--- Task directions ---
Go through the entries below and pick out every line with "pole".

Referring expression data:
# # # # # # #

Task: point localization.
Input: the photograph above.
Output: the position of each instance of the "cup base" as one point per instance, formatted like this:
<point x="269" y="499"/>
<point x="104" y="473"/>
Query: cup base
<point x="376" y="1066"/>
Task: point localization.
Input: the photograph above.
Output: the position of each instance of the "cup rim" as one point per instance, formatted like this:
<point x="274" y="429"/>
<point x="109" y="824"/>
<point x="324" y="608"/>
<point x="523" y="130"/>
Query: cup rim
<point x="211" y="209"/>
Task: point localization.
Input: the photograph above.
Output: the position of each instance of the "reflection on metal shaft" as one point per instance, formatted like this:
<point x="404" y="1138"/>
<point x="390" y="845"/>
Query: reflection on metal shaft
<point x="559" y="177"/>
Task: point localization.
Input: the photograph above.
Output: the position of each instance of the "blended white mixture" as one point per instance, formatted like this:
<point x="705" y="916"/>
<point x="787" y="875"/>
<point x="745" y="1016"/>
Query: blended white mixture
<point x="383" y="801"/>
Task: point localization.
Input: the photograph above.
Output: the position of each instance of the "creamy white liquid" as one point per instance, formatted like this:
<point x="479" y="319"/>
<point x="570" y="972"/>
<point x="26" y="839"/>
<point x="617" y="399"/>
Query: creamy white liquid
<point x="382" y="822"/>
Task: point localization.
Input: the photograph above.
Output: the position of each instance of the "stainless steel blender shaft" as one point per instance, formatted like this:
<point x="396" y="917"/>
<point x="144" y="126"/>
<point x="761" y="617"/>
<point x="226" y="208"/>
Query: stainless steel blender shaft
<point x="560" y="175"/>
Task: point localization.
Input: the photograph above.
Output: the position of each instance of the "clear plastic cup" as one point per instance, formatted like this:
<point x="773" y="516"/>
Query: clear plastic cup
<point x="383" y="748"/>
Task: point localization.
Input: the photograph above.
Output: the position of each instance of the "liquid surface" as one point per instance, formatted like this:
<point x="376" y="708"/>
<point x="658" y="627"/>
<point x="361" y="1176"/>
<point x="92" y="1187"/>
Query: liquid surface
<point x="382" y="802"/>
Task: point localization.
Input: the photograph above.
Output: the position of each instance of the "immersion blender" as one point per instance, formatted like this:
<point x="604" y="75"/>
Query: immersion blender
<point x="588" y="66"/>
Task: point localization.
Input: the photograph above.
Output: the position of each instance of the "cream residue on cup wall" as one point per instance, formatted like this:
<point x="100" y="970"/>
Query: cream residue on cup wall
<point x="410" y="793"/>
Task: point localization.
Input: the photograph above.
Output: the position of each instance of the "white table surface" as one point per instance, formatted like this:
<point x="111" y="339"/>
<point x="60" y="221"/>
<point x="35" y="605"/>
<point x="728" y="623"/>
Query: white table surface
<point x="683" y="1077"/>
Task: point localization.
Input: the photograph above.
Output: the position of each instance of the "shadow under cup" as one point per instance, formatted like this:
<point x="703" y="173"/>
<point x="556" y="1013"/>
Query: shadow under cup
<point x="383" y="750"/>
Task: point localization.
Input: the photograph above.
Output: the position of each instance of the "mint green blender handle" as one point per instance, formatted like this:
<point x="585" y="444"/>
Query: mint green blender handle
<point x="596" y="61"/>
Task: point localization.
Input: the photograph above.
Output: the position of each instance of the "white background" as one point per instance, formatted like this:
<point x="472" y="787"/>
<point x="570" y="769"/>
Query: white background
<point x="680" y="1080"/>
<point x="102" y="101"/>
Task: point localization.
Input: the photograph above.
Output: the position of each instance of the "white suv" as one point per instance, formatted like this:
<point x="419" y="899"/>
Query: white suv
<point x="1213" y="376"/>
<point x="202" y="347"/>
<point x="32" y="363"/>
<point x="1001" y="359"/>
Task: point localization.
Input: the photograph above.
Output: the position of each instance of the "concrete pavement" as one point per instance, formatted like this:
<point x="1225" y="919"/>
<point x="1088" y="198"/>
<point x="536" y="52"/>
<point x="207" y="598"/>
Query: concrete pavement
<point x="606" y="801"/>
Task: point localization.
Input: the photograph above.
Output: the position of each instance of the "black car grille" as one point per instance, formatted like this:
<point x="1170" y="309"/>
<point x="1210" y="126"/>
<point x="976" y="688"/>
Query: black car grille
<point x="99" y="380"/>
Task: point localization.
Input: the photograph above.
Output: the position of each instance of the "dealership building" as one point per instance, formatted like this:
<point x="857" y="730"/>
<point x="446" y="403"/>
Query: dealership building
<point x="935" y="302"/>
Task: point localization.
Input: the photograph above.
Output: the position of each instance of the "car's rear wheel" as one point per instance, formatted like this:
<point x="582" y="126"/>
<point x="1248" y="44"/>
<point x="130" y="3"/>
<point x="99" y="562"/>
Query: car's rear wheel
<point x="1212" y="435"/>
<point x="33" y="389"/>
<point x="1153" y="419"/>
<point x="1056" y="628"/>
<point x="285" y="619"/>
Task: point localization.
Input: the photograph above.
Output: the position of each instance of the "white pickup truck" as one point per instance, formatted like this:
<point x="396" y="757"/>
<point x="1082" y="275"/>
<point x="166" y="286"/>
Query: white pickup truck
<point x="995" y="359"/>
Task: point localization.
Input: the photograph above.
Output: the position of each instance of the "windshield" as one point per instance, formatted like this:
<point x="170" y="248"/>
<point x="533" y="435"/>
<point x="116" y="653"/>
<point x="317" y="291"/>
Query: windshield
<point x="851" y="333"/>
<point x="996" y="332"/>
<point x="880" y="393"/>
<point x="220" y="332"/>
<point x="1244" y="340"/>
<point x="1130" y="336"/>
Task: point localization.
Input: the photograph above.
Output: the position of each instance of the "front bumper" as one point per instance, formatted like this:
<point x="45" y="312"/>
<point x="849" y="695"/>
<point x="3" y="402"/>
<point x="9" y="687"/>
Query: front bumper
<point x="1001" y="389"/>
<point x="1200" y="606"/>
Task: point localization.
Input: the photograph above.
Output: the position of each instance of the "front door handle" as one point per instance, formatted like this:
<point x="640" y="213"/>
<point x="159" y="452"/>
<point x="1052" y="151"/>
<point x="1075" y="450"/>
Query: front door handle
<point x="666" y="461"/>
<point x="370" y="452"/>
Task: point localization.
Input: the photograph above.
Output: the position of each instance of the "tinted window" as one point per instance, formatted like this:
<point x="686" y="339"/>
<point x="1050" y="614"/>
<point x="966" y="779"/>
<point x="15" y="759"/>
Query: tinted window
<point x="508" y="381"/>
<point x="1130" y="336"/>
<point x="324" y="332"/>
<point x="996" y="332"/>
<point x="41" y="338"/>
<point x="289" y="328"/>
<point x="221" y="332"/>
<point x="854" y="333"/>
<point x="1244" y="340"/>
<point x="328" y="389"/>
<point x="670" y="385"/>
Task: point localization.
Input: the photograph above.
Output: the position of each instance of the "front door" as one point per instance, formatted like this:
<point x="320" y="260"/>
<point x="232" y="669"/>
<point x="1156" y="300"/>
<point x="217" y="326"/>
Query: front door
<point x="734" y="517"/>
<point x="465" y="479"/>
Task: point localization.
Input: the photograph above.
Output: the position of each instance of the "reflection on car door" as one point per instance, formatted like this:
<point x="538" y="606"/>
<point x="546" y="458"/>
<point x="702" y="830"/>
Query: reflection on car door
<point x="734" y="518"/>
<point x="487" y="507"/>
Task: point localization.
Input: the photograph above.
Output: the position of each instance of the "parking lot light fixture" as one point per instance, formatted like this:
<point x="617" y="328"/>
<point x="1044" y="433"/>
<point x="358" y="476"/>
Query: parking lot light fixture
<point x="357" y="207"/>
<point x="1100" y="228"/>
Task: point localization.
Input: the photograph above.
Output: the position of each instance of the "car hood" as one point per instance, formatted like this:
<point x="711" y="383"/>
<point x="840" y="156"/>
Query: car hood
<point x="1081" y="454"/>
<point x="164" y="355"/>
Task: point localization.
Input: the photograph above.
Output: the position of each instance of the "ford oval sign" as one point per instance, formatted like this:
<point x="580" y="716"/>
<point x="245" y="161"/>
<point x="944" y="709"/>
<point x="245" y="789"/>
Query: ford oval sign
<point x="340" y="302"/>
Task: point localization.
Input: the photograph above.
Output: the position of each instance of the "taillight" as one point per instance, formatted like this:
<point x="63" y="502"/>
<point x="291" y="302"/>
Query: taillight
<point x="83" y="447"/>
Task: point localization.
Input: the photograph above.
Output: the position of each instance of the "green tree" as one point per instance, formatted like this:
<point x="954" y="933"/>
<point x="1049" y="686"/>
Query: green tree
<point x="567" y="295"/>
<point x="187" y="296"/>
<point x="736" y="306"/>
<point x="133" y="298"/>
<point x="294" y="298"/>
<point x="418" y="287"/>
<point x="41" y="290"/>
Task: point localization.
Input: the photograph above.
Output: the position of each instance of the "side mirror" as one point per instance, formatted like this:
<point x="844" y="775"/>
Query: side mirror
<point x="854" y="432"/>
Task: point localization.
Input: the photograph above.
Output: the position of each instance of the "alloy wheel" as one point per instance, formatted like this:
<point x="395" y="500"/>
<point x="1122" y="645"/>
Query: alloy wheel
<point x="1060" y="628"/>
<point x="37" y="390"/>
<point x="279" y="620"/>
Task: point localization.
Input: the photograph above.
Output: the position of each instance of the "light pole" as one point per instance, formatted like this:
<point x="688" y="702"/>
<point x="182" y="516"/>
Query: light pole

# # # # # # #

--- Result ---
Output: the position of each instance of the "light pole" as one point per instance, formatted like this:
Query: light pole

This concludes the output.